### What the task asks
Exactly the lines from the one holding "Object query: advertising banner" through the final line of the data are wanted, copied as written.

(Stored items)
-- Opening Marker --

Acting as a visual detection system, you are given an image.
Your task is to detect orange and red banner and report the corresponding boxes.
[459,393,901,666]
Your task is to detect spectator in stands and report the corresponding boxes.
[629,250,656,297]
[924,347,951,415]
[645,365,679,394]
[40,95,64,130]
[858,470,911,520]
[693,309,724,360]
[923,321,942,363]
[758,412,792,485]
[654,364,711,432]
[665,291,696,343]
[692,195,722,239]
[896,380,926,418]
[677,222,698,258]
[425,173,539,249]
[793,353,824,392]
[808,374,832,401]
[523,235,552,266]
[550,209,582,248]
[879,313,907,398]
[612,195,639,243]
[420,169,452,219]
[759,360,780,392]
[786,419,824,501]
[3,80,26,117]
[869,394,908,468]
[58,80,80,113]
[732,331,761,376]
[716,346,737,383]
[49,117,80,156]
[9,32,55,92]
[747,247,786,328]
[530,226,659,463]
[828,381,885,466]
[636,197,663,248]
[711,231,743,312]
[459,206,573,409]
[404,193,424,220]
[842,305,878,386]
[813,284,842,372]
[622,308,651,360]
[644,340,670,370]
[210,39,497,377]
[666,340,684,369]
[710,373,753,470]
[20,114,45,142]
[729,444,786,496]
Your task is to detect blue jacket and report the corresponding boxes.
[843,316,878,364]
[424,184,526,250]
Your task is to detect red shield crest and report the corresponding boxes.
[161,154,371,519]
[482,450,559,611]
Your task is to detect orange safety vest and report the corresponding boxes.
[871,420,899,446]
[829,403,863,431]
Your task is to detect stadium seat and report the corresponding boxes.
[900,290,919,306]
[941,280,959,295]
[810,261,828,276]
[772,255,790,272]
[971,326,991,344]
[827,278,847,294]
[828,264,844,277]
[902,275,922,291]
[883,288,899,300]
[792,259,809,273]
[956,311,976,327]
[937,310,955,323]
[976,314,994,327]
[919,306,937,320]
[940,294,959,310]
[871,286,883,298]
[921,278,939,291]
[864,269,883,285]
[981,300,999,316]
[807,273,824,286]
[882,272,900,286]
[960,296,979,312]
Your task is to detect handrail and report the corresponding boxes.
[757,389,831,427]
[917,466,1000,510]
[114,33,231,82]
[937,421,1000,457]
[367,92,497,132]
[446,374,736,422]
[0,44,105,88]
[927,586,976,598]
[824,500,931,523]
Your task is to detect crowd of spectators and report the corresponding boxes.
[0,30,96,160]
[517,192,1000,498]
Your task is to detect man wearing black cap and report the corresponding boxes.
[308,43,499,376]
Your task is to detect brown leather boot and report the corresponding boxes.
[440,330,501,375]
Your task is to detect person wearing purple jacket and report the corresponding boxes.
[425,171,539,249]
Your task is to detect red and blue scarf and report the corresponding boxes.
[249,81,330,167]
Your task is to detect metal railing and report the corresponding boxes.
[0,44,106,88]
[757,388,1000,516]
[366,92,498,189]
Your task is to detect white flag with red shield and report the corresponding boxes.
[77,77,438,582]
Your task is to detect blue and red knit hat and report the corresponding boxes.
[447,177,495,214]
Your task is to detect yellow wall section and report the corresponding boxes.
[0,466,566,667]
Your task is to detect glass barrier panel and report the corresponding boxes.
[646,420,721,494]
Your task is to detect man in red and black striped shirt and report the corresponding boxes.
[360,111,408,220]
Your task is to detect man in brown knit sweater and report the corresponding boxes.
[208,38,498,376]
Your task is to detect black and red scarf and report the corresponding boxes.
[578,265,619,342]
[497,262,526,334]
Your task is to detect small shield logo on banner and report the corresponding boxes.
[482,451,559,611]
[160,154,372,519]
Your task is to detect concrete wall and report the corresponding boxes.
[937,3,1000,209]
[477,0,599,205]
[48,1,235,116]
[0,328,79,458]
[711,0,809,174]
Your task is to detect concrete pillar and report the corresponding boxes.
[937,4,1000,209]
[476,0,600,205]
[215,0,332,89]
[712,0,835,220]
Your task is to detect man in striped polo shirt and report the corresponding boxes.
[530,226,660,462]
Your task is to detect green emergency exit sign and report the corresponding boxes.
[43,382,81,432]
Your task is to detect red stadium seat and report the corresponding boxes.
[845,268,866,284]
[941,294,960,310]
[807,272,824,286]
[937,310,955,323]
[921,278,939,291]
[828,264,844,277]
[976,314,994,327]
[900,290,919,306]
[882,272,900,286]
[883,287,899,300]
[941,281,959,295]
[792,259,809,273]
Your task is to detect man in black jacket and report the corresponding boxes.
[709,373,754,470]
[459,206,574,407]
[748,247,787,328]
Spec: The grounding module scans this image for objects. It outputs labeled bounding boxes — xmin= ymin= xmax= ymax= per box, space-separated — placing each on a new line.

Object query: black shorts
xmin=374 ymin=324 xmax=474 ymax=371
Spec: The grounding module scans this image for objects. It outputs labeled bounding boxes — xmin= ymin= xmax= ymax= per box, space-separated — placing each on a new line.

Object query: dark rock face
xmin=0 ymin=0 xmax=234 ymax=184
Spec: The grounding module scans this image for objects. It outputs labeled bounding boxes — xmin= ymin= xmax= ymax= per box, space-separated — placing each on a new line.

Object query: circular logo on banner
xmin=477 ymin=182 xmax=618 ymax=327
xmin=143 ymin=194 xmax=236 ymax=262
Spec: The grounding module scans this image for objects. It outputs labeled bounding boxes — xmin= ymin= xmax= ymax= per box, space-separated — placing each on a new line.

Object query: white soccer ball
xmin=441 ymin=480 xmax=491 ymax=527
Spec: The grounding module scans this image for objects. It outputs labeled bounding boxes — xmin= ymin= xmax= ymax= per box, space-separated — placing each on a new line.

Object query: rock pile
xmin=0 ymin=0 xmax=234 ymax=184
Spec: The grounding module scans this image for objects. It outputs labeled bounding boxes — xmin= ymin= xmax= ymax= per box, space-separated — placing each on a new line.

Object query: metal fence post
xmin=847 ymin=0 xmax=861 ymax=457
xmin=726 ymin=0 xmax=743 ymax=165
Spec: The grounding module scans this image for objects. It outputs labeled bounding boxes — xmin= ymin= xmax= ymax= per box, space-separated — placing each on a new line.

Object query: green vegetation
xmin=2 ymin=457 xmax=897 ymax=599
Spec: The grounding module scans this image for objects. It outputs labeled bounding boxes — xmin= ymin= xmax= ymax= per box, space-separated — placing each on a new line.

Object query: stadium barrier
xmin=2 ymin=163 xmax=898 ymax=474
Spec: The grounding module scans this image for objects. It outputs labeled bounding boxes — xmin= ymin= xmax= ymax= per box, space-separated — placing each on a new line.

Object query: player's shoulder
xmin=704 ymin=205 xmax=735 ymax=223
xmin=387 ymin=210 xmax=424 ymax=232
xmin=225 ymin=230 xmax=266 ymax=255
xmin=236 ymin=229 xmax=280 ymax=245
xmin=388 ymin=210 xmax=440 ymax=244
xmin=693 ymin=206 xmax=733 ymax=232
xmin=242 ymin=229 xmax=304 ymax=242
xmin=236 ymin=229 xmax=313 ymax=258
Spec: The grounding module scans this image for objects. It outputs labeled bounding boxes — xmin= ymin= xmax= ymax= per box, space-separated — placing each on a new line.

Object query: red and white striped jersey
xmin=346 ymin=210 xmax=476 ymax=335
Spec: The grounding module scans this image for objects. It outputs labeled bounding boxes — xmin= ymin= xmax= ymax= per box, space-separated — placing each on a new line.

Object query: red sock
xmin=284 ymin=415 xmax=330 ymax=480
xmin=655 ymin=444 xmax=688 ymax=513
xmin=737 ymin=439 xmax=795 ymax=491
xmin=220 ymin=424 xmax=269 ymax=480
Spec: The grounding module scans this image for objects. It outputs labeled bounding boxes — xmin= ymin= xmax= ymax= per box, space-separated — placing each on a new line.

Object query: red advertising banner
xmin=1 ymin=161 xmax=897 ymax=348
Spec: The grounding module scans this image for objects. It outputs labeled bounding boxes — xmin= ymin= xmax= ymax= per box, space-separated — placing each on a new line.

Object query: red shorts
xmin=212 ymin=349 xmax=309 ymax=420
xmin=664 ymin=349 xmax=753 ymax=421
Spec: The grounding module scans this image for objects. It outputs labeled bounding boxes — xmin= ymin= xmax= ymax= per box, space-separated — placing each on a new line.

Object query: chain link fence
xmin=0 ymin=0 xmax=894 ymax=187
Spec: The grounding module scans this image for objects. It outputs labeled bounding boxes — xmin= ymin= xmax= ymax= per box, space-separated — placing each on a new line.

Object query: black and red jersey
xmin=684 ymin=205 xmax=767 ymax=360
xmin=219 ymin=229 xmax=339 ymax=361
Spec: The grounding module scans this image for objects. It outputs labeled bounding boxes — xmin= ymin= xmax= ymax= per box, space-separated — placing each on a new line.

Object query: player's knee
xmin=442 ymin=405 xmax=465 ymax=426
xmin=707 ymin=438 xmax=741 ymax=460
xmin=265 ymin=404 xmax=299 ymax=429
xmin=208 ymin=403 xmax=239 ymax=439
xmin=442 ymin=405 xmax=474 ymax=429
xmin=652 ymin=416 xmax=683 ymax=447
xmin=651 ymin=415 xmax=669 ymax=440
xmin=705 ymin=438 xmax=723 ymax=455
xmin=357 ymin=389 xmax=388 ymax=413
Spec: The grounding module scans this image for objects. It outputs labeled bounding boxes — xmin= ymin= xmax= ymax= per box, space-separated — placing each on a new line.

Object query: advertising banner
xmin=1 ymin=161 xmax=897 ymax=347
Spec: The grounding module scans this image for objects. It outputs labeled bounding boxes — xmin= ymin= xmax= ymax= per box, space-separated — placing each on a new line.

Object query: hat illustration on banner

-- Closing Marker --

### Result for this task
Object query: advertising banner
xmin=1 ymin=161 xmax=897 ymax=347
Spec: The grounding module scans this image for objects. It outputs labeled bounding boxes — xmin= ymin= xmax= ymax= per box, space-separated — placing each on a new line.

Object query: hat illustration on banner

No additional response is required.